(Description of the task) Retype the records below exactly as they appear.

++++++++

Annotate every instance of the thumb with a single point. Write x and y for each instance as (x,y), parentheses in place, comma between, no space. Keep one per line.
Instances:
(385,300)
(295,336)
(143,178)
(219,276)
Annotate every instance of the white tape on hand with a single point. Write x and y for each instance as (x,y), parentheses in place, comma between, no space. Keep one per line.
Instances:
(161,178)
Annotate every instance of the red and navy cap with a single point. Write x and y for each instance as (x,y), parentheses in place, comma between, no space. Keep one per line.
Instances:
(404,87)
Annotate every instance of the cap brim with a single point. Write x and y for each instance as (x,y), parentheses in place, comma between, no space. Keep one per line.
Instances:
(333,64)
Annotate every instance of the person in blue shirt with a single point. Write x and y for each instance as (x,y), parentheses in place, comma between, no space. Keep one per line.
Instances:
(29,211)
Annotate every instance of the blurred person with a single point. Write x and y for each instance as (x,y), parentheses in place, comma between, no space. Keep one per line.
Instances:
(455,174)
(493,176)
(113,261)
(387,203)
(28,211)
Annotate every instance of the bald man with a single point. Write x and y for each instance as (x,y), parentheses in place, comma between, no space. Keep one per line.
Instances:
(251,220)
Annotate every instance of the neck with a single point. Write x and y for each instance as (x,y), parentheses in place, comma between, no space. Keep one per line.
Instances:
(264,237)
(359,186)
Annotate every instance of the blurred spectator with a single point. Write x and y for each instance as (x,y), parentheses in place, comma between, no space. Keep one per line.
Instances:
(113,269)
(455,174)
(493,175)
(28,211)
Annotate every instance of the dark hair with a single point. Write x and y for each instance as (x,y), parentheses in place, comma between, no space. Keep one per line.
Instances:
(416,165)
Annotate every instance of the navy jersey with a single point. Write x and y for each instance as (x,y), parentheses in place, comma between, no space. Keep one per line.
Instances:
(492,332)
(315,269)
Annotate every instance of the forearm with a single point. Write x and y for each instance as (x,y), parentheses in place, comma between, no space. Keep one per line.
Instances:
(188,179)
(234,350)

++++++++

(Response to this exercise)
Annotate every instance of the thumb with a single point. Write x and y for each instance as (x,y), parentheses in place, comma between, no space. Keep one per line.
Instances:
(385,300)
(295,336)
(143,178)
(219,276)
Annotate every instance of the white tape on hand with a single point. Write x and y for each instance as (x,y), parentheses in place, comma between, no space. Keep one per line.
Instances:
(161,178)
Annotate every instance of the red and navy cap with a single point. Write x and y for each instance as (x,y), parentheses in place, comma between, no space. Keep one per line.
Instances:
(404,87)
Annotate every instance of the cap brim with a single point. Write x and y for each instance as (x,y), parentheses in place, comma between, no space. Keep one per line.
Instances:
(333,64)
Annotate every instance of the person in blue shirt with a single point. Write x and y for each instance as (x,y), parentheses in place, comma between, no space. Keep one per line.
Instances:
(29,211)
Annotate every instance of the blurred person with a single point. Write x and y for each instance as (x,y), parentheses in place, comma between, no space. Keep one per line.
Instances:
(455,174)
(493,176)
(113,261)
(387,203)
(28,211)
Annotate every instance of the bald man with a single point. Write x and y for each instance as (x,y), parentheses in place, comma between, no space. Keep one per line.
Instances:
(251,220)
Annotate every instance of the neck with a single point. Write x and y for each instance as (x,y), parentheses in place, comma between, no space. Keep one per line.
Instances:
(264,237)
(359,186)
Annotate every instance of the blurred spectator with a single point. Write x and y for each instance as (x,y), parentheses in place, comma between, no space. Keep one per line.
Instances:
(113,269)
(455,174)
(493,175)
(28,211)
Annotate every instance of the dark hair with a single point. Write x and y for each instance as (x,y), parentheses in place, comma between, no space. Keep one per line.
Instances:
(416,165)
Annotate every instance of the navy jersey with a single point. Write x and y for each instance as (x,y), parentheses in place, comma between, no space. Keep one per line.
Instances:
(492,332)
(315,269)
Annotate every instance of the forearm with a single point. Write x and y for each instance as (x,y), parentheses in place, comma between, no space. Keep one per line.
Instances:
(188,179)
(234,350)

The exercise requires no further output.